Provided data:
----------

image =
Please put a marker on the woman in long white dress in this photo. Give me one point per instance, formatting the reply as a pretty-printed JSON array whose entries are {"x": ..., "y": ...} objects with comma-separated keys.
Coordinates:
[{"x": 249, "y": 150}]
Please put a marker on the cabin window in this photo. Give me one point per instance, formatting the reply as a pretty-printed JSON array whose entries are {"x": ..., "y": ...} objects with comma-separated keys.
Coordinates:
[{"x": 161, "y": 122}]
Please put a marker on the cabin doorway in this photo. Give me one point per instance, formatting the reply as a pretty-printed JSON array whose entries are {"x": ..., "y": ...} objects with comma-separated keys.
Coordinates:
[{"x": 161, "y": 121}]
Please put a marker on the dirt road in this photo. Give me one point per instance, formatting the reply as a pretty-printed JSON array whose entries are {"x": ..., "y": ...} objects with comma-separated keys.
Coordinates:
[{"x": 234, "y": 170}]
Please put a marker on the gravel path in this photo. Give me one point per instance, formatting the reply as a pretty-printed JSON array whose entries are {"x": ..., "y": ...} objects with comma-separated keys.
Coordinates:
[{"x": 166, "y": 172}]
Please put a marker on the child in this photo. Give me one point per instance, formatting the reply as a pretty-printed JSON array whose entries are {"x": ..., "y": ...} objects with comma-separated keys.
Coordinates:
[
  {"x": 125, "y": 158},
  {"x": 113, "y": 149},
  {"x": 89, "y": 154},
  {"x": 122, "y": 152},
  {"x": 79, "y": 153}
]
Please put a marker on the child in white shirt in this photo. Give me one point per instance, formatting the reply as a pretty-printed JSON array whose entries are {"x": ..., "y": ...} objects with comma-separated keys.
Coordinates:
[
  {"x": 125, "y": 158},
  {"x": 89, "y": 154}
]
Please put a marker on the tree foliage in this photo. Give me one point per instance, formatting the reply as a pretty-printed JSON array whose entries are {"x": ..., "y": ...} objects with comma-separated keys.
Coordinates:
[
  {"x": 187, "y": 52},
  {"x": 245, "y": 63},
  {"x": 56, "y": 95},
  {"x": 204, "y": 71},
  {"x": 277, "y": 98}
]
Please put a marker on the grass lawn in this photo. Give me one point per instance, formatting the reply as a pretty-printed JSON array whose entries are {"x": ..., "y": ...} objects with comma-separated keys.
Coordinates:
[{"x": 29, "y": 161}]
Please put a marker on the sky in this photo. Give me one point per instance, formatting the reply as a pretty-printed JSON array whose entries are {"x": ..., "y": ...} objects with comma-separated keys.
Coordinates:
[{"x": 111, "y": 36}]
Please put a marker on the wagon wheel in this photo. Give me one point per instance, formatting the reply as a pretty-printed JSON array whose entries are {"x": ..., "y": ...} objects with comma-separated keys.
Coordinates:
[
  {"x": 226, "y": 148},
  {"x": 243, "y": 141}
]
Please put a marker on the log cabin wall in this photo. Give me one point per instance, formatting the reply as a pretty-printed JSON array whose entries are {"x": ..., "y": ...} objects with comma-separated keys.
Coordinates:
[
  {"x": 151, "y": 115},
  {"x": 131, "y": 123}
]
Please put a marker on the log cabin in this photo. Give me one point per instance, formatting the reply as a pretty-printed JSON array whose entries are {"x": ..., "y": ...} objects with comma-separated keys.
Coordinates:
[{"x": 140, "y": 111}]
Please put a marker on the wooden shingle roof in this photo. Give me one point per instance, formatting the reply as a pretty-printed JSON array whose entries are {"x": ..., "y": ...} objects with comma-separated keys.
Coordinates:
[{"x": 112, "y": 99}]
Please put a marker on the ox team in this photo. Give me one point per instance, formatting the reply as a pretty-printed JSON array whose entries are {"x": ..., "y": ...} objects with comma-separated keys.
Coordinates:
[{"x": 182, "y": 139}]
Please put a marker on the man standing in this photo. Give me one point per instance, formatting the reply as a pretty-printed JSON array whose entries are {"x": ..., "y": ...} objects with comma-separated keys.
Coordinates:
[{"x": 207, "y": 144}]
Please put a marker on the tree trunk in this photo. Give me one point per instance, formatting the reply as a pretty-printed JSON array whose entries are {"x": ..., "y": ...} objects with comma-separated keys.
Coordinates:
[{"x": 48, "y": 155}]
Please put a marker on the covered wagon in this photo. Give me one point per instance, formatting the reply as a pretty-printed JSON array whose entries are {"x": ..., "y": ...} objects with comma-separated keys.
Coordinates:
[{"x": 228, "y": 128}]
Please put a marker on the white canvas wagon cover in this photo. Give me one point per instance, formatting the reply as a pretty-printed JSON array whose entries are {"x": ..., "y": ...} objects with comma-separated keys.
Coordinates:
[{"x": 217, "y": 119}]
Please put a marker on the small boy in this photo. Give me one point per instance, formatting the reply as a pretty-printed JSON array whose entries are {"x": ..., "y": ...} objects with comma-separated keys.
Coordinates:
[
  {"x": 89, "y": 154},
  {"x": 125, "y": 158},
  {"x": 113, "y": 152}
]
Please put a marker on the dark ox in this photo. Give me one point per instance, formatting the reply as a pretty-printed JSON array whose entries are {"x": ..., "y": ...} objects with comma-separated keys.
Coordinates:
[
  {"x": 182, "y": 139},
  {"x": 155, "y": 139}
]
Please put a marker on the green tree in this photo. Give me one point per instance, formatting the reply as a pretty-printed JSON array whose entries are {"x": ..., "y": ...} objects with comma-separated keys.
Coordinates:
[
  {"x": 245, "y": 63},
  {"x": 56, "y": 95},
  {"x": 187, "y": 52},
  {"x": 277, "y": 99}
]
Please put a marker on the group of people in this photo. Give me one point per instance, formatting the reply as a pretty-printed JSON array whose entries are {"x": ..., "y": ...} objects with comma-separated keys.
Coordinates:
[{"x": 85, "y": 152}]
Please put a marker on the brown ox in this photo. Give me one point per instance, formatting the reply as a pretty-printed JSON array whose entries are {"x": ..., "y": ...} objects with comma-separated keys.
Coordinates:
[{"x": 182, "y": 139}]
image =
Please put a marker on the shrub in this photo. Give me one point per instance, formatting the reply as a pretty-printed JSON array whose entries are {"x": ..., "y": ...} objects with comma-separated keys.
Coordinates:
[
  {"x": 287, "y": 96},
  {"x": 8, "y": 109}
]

----------

The request: Update all the records by replacing "put a marker on" with "place a dot on" wherever it occurs, keeping every other character the same.

Problem solution:
image =
Please place a dot on the woman in long white dress in this photo. Give me one point per instance, formatting the reply as a pretty-printed JSON array whose entries are {"x": ..., "y": ...} objects with comma-separated keys.
Coordinates:
[{"x": 249, "y": 150}]
Please place a dot on the cabin window in this photo. Give me one point per instance, formatting the reply as a pretty-printed JSON array whose entries are {"x": ..., "y": ...} objects with comma-separated keys.
Coordinates:
[{"x": 161, "y": 122}]
Please place a dot on the cabin doorway in this photo. Give me one point per instance, formatting the reply as a pretty-printed JSON array whose entries are {"x": ..., "y": ...} objects with comma-separated keys.
Coordinates:
[{"x": 161, "y": 121}]
Please place a dot on the dirt road in this photo. Give me one point per instance, formatting the reply as a pretty-printed JSON array whose entries are {"x": ..., "y": ...} objects with comma-separated keys.
Coordinates:
[{"x": 234, "y": 170}]
Please place a dot on the gravel path in this photo. Give me one point per instance, formatting the reply as a pretty-printed JSON array whose entries are {"x": ..., "y": ...} objects with comma-separated keys.
Coordinates:
[{"x": 166, "y": 172}]
Please place a dot on the child in this photo. Give me one point per instance, formatting the reply as a pretty-printed JSON array whose entries are {"x": ..., "y": ...} objects with comma-separated keys.
Coordinates:
[
  {"x": 125, "y": 158},
  {"x": 113, "y": 149},
  {"x": 89, "y": 154},
  {"x": 122, "y": 152},
  {"x": 79, "y": 153}
]
Please place a dot on the child in white shirt in this photo. Give me one point per instance, formatting the reply as a pretty-printed JSON array whose entries are {"x": ..., "y": ...} objects with comma-separated keys.
Coordinates:
[
  {"x": 125, "y": 158},
  {"x": 89, "y": 154}
]
Please place a dot on the tree foliage in this photo. Give me one point per instance, formatting the reply as a pretty-printed JSON array whose entries are {"x": ..., "y": ...} objects with comma-separated keys.
Coordinates:
[
  {"x": 187, "y": 52},
  {"x": 245, "y": 63},
  {"x": 56, "y": 95},
  {"x": 204, "y": 71},
  {"x": 277, "y": 98}
]
Please place a dot on the grass lawn in this photo. Give me one point per instance, formatting the reply as a pretty-printed JSON array whose entries are {"x": ..., "y": ...} objects with comma-separated keys.
Coordinates:
[{"x": 29, "y": 161}]
Please place a dot on the sky in this photo. Give me one point per instance, formatting the reply as a pretty-printed JSON array whose entries are {"x": ..., "y": ...} objects with comma-separated keys.
Coordinates:
[{"x": 111, "y": 36}]
Please place a dot on the wagon wheel in this photo. Give me one point per instance, formatting the reply as a pretty-printed JSON array whose entries are {"x": ..., "y": ...} objects with comma-separated keys.
Coordinates:
[
  {"x": 226, "y": 148},
  {"x": 243, "y": 141}
]
Please place a dot on the log cabin wall in this photo. Give me one point per instance, formatting the reply as a pretty-printed JSON array whose entries are {"x": ..., "y": ...} objects with comma-separated keys.
Coordinates:
[
  {"x": 151, "y": 115},
  {"x": 131, "y": 123}
]
Please place a dot on the log cabin in this photo. Give me one point per instance, formatting the reply as a pretty-printed JSON array whose entries are {"x": ..., "y": ...} objects with comma-separated keys.
Coordinates:
[{"x": 140, "y": 111}]
Please place a dot on the wooden shingle roof in this photo. Give me one point per instance, formatting the reply as a pretty-printed JSON array whose entries are {"x": ..., "y": ...} objects with comma-separated keys.
Coordinates:
[{"x": 112, "y": 99}]
Please place a dot on the ox team in this photo. Give me one point per instance, formatting the reply as a pretty-printed JSON array whose entries are {"x": ..., "y": ...} objects with comma-separated keys.
Coordinates:
[{"x": 182, "y": 139}]
Please place a dot on the man standing in this photo. Give me one point per instance, formatting the reply as a pretty-printed JSON array whose entries are {"x": ..., "y": ...} objects with comma-separated keys.
Coordinates:
[{"x": 207, "y": 144}]
Please place a dot on the tree trunk in this photo. Give me one point per instance, formatting the reply as a pretty-printed JSON array whose entries are {"x": ..., "y": ...} objects with comma-separated keys.
Coordinates:
[{"x": 48, "y": 155}]
Please place a dot on the covered wagon in this photo. Give me one point per instance, formatting the reply as a pretty-printed JSON array whose entries are {"x": ..., "y": ...} objects with comma-separated keys.
Coordinates:
[{"x": 228, "y": 128}]
Please place a dot on the white canvas wagon cover in this photo. Give me one point per instance, formatting the reply as a pretty-printed JSON array whose entries are {"x": ..., "y": ...} objects with comma-separated keys.
Coordinates:
[{"x": 217, "y": 119}]
Please place a dot on the small boy in this photo. Give me one point per instance, formatting the reply as a pretty-printed JSON array whose entries are {"x": ..., "y": ...} objects with comma-separated keys.
Coordinates:
[
  {"x": 89, "y": 154},
  {"x": 125, "y": 158},
  {"x": 113, "y": 152}
]
Please place a dot on the dark ox in this photo. Give me one point per instance, formatting the reply as a pretty-printed JSON array whose entries are {"x": ..., "y": ...} objects with comma-separated keys.
Coordinates:
[
  {"x": 182, "y": 139},
  {"x": 155, "y": 139}
]
Please place a dot on the green tree in this photo. Give me one point per instance, formatting the reply as a pretty-printed JSON array whose entries are {"x": ..., "y": ...} objects with comma-separated keys.
Coordinates:
[
  {"x": 245, "y": 63},
  {"x": 56, "y": 95},
  {"x": 187, "y": 52},
  {"x": 277, "y": 99}
]
Please place a dot on the group of people in this photo. Give me one point per instance, formatting the reply as a pretty-printed JSON array whose entries are {"x": ..., "y": ...} objects with comma-separated keys.
Coordinates:
[{"x": 85, "y": 152}]
Please place a dot on the brown ox in this photo. Give me one point per instance, formatting the reply as a pretty-printed JSON array whose entries are {"x": ..., "y": ...} objects with comma-separated keys.
Coordinates:
[{"x": 182, "y": 139}]
image =
Please place a dot on the shrub in this photo. Give me one point per instance, formatting the reply as a pretty-printed JSON array whose entries are {"x": ..., "y": ...} objects with comma-separated keys.
Coordinates:
[
  {"x": 287, "y": 96},
  {"x": 8, "y": 109}
]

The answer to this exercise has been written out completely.